Desde 1983, técnicos de ONGs locais se uniram aos
líderes comunitários para buscarem soluções participativas na
questão da utilização da água. Em primeiro lugar, enfrentaram
um longo processo judicial para adquirir o direito de gestão
comunitária da água que era anteriormente distribuída pelo governo
equatoriano. Esse foi o gancho que uniu as diferentes
comunidades... e até hoje, os líderes comunitários chegam dos
diferentes pontos da montanha, todos os sábados, para a
assembléia.
Uma vez reconhecido esse direito de gestão...se
iniciou o processo de como seria essa gestão. Tudo tem sido
decidido de forma participativa. A água é captada em umas
"piscinas" que tem marcador colorido de volume para aqueles que não
sabem ler. Das piscinas partem os canais de irrigação que são
uma tecnologia vinda dos incas. A água se distribui por
famílias e indivíduos... uma quantidade x de litros semanais é
distribuída de acordo com o direito adquirido através do
trabalho. Na distribuição, se ignora o tamanho ou o número de
propriedades de cada um e desta forma conseguiram tornar iguais os
campesinos e os donos de "haciendas".

» **TAREFA DO EXERCÍCIO 1**
No trecho sobre a gestão comunitária da água, de onde vem a tecnologia dos canais de irrigação?

» **REGISTROS EXTRAÍDOS**
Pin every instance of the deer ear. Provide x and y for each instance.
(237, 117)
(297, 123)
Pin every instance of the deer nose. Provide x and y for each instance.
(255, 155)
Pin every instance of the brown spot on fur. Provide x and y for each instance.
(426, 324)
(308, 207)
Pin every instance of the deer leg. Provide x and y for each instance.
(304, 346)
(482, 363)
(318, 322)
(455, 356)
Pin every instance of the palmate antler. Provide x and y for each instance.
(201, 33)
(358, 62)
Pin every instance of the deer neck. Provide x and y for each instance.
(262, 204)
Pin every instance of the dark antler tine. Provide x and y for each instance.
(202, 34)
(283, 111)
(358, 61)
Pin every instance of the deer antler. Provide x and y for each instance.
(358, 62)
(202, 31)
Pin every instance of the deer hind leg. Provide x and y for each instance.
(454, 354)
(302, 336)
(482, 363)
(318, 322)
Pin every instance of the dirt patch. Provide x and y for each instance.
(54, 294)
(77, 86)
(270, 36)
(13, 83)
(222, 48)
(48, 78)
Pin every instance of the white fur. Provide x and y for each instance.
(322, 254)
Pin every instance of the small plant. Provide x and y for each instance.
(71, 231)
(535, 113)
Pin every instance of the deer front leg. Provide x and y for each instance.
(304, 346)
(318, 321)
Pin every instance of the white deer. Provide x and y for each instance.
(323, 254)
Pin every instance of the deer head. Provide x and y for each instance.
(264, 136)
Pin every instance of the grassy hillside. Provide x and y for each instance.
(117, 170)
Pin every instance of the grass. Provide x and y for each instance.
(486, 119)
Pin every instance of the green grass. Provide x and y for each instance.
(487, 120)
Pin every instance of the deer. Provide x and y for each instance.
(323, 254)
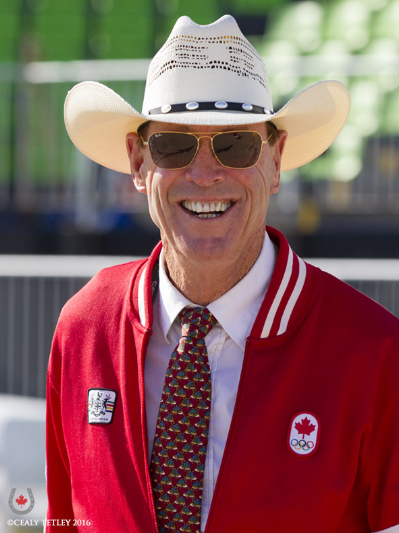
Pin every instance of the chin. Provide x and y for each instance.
(208, 248)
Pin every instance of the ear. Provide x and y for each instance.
(278, 153)
(136, 159)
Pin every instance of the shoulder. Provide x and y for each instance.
(106, 294)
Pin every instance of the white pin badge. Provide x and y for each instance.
(304, 434)
(100, 406)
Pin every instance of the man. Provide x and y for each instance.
(222, 384)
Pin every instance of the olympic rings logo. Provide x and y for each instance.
(302, 444)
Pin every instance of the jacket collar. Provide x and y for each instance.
(281, 306)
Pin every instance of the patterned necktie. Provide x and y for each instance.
(181, 437)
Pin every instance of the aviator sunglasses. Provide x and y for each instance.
(174, 150)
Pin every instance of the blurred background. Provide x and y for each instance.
(62, 217)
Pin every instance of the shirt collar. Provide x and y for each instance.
(235, 310)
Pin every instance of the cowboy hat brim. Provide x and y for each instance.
(97, 120)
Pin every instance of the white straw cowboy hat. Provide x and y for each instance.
(205, 75)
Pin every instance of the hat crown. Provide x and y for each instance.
(207, 63)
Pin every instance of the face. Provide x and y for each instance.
(180, 201)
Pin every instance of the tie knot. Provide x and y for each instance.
(196, 321)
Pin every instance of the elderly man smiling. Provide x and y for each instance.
(222, 384)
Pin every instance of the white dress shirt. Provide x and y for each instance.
(235, 311)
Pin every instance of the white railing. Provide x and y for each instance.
(33, 290)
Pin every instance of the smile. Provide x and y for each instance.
(206, 209)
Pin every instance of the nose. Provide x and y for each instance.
(205, 170)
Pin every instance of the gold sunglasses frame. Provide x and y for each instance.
(210, 135)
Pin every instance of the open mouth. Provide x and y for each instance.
(206, 209)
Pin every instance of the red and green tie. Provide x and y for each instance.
(181, 437)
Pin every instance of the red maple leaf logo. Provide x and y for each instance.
(21, 500)
(305, 427)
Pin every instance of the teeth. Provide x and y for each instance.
(206, 210)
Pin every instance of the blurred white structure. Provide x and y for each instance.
(22, 457)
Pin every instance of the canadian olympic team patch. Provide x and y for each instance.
(100, 406)
(304, 434)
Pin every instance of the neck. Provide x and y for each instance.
(203, 282)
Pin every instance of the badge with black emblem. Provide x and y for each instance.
(100, 406)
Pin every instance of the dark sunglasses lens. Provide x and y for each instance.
(172, 150)
(238, 149)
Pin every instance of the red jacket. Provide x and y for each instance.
(314, 440)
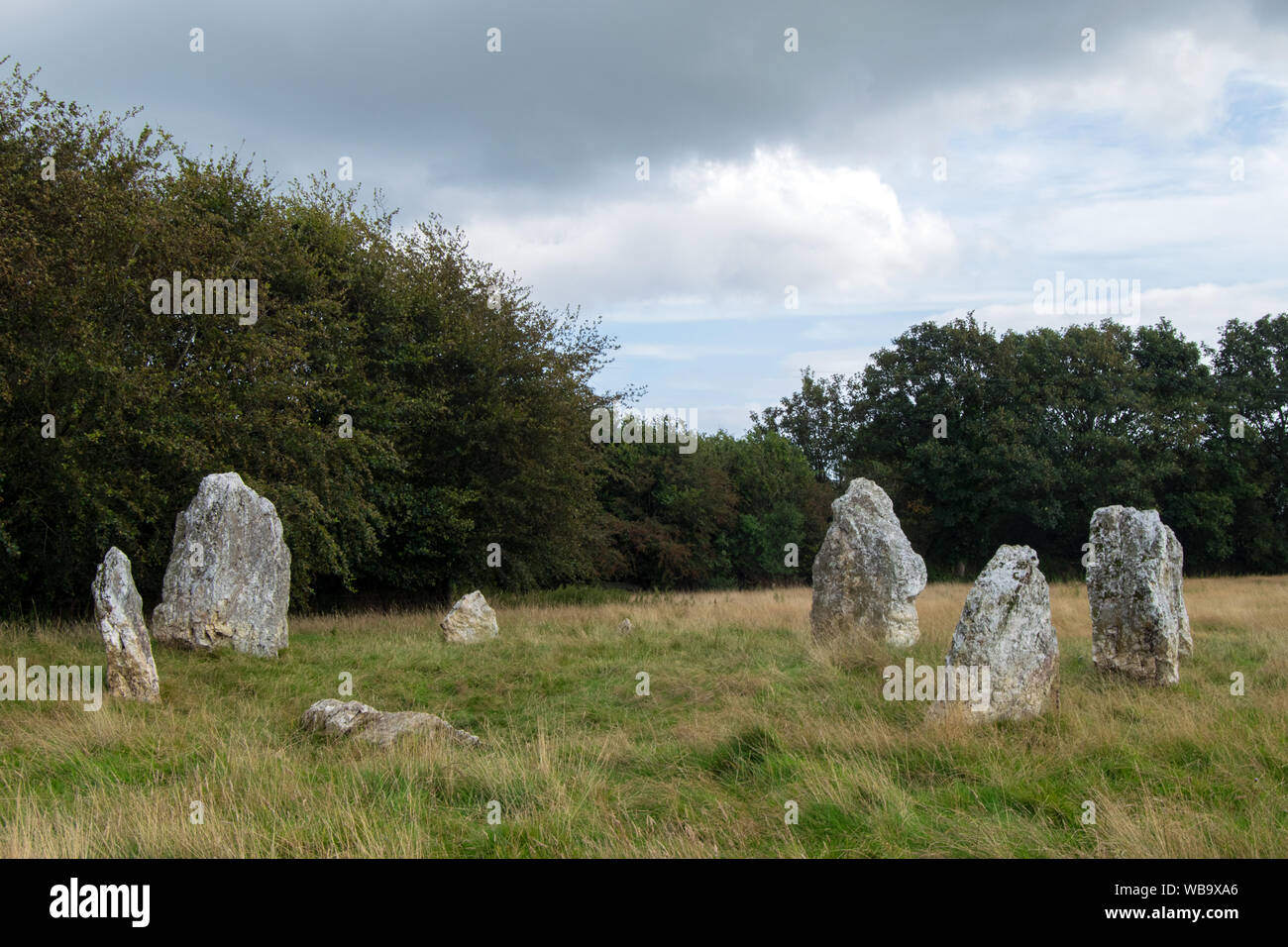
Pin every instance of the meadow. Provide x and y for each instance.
(745, 715)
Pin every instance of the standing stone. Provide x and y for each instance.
(230, 574)
(1138, 624)
(866, 574)
(378, 727)
(471, 620)
(1006, 628)
(130, 671)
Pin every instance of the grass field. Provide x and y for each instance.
(743, 715)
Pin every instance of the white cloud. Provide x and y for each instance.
(725, 236)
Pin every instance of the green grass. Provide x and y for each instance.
(743, 715)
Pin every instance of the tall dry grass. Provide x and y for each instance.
(743, 716)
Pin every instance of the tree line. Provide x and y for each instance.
(984, 438)
(403, 405)
(412, 411)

» **TAREFA DO EXERCÍCIO 2**
Diga quantas linhas dos registros contêm a palavra "antler", levando em conta maiúsculas e minúsculas. Responda só com o número.

» **RESULTADO CORRETO 1**
Dos incas.

» **RESULTADO CORRETO 2**
3